Stockman went on: “The Democrats are not doing anything about their guy either. They should be pounding the table—why aren’t we cutting the defense budget by $100 billion a year instead of this embarrassing pinprick [$78 billion over five years] that [Defense Secretary Robert] Gates has come up with? It’s unfortunate, but when you bury yourself in $52 trillion of debt—public, private, business, housing and government—you can’t make it go away. Because all the people who loaned you that money think they have a contract with you to pay it back. So we’re going to go through a massive workout, and during that process I don’t think the economy’s going to grow—it’s going to struggle and suffer. Those are the facts that Washington is unwilling to face.”

Marcus Bryant
04-07-2011, 11:09 PM
Stockman took special aim at Chairman Ryan, who this week proposed a politically risky budget that Thursday garnered laurels from The Wall Street Journal for attacking the festering growth of entitlement costs, particularly through Medicare reform.

“I think he has a nice philosophical plan for the fiscal hereafter, two or three decades down the road,” Stockman sniffed. “But it is neither courageous nor relevant when it comes to the fiscal here and now… It’s a fine plan that starts in 2021. We need to deal with revenue, entitlements, defense and discretionaries, and the problem with his plan is it doesn’t address more than one of those appropriately. Discretionaries, yes, but it totally whiffs on the other three—which are much more important.”

Stockman points out that, at current levels, “Social Security and Medicare alone will cost $17.2 trillion over the next 10 years—a startling number. How much does this courageous budget cut from the entitlements over the next 10 years? Zero! None! Nothing! Ryan is taking a nice philosophical stand for the by and by—I call it the fiscal afterlife. But it’s not relevant to the wolf that’s at the door right now, and it’s going to exact huge amounts of political cost and baggage for no gain at all on the fiscal front.”

Required tasks:
**a.** According to the Stockman budget commentary, how much will Social Security and Medicare alone cost over the next 10 years at current levels?
**b.** Pick up the Stockman budget commentary after its last sentence and carry it forward.

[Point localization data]
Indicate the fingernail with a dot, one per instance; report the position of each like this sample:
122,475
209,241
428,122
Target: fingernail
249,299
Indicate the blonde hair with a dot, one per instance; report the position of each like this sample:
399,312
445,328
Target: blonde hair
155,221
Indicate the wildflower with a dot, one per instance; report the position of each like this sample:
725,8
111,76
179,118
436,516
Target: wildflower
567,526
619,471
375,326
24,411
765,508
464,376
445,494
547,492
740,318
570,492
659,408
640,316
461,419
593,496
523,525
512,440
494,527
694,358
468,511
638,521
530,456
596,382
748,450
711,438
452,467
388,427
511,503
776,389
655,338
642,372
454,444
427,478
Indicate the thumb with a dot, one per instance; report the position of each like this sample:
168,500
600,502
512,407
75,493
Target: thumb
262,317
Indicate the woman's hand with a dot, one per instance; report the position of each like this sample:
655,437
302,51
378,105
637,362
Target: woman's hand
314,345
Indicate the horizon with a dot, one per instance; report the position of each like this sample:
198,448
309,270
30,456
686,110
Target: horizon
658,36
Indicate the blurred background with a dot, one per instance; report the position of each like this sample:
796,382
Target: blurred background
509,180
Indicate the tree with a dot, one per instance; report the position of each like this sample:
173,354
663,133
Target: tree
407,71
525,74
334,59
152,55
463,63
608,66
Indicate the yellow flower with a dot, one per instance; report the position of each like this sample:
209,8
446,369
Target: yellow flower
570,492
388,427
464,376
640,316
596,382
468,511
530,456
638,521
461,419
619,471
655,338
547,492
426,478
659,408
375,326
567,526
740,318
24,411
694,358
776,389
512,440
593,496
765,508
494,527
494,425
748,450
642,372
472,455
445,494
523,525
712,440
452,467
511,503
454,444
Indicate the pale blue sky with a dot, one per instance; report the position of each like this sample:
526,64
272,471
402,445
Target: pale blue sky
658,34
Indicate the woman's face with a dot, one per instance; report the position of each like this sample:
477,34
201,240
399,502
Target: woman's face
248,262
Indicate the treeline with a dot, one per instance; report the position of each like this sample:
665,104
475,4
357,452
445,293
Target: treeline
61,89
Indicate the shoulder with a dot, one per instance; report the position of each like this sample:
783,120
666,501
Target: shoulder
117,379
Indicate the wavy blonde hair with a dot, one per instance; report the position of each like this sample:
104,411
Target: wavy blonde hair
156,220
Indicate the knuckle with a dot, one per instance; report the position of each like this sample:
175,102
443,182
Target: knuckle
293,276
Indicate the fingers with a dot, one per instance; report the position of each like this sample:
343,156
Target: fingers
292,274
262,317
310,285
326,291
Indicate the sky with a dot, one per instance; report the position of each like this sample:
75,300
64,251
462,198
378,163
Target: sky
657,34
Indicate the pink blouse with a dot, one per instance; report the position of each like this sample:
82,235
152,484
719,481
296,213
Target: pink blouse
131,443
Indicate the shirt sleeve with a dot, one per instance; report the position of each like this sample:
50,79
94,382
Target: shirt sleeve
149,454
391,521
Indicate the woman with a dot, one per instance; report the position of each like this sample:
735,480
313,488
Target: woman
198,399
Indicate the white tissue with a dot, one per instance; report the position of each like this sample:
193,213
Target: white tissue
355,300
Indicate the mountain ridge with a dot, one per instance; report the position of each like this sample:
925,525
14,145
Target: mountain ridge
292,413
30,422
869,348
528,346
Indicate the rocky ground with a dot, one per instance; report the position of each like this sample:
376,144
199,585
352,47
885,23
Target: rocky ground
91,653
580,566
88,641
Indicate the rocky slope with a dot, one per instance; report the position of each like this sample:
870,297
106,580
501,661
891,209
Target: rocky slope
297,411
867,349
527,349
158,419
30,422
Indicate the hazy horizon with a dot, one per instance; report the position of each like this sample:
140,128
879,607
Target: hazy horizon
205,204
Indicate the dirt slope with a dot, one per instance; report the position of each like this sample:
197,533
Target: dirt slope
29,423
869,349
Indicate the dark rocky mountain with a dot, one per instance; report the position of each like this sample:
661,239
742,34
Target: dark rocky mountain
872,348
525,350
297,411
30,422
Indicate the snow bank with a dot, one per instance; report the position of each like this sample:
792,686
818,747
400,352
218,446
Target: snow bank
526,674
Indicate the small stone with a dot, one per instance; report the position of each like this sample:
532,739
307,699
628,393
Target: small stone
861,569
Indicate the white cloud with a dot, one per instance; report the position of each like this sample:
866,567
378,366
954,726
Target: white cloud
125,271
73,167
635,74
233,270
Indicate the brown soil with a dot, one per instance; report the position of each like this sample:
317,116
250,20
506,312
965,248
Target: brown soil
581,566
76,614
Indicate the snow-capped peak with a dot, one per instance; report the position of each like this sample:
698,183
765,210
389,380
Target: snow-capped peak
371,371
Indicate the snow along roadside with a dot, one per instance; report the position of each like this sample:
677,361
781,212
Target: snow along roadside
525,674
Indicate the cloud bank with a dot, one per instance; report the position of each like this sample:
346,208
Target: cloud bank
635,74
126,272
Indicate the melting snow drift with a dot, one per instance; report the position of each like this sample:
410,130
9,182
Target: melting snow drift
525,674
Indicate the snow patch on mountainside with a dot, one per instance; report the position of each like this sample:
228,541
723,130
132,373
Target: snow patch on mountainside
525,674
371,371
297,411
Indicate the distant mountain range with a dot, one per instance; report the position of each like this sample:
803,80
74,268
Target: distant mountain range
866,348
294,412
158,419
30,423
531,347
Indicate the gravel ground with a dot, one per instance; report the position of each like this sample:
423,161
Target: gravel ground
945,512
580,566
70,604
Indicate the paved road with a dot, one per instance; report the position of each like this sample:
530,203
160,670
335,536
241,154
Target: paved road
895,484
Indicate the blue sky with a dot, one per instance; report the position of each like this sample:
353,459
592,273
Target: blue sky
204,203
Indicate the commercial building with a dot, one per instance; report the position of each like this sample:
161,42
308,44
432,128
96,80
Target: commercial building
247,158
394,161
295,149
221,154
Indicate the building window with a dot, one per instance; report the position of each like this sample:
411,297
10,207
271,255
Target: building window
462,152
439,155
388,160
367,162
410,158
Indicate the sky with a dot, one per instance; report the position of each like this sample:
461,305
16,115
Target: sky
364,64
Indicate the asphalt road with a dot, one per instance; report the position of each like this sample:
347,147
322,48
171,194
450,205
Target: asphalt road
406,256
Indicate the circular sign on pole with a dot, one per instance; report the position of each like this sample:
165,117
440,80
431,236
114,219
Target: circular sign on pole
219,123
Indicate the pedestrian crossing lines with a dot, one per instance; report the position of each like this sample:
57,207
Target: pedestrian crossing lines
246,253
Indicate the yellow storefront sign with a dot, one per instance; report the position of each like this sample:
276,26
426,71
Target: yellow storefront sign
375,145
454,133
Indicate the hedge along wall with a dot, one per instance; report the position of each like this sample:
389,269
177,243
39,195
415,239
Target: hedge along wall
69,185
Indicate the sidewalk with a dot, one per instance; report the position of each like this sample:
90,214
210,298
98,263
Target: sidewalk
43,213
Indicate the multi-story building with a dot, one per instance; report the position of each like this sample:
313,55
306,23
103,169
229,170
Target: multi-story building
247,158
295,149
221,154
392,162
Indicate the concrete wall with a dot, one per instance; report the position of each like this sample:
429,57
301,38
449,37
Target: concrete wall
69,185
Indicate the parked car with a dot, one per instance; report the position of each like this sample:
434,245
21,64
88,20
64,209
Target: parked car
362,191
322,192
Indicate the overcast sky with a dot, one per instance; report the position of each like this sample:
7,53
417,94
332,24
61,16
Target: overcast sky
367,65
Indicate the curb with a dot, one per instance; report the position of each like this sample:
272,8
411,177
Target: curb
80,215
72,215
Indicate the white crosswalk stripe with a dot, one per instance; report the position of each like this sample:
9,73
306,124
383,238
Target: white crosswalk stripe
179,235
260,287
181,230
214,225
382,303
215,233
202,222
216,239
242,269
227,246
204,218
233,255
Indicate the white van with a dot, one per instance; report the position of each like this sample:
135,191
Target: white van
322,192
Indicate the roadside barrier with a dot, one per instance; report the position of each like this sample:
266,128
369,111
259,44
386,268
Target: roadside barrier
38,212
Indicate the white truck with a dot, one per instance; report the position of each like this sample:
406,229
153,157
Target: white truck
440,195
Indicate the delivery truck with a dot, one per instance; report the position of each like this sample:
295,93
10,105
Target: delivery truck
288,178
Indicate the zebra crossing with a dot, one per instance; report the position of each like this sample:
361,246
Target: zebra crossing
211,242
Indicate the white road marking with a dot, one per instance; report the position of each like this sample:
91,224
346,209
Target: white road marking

Responses:
**a.** $17.2 trillion

**b.**
Also galling to Stockman: “The Republicans have come with a plan to reduce the deficit that involves cutting taxes by $4.2 trillion over the next 10 years. This is the Ryan plan: burying us that much deeper because of this Republican catechism about tax cuts, anytime, anywhere, for any reason.” Stockman said letting the current tax cuts expire, as called for in the next few years, will eventually produce $600 billion in deficit reduction. “The Republicans should just sit on their hands and let it happen.”

Don't Stop Believin
04-07-2011, 11:10 PM
Even I stop Believing in OBama. :(

Marcus Bryant
04-07-2011, 11:13 PM
Meanwhile, Stockman told me that the abnormally low interest rate on the $14 trillion national debt—currently near zero—is likely to rise to normal levels in coming years by at least 300 basis points, or 3 percent. “This morning the European Central Bank started that process by raising interest rates—a little more enlightened than the Fed. It’s kind of ironic—an increase of 300 basis points, a few quarters or years down the road, increases federal spending by half a trillion dollars. All of the assembled congressmen of every stripe and viewpoint—from Tea Party to left-liberal—could not come up with $500 billion in cuts between them.”

Marcus Bryant
04-07-2011, 11:16 PM
The Education of David Stockman (http://www.theatlantic.com/magazine/archive/1981/12/the-education-of-david-stockman/5760/)

Wild Cobra
04-07-2011, 11:19 PM
Is this republicans abusing the open records laws again?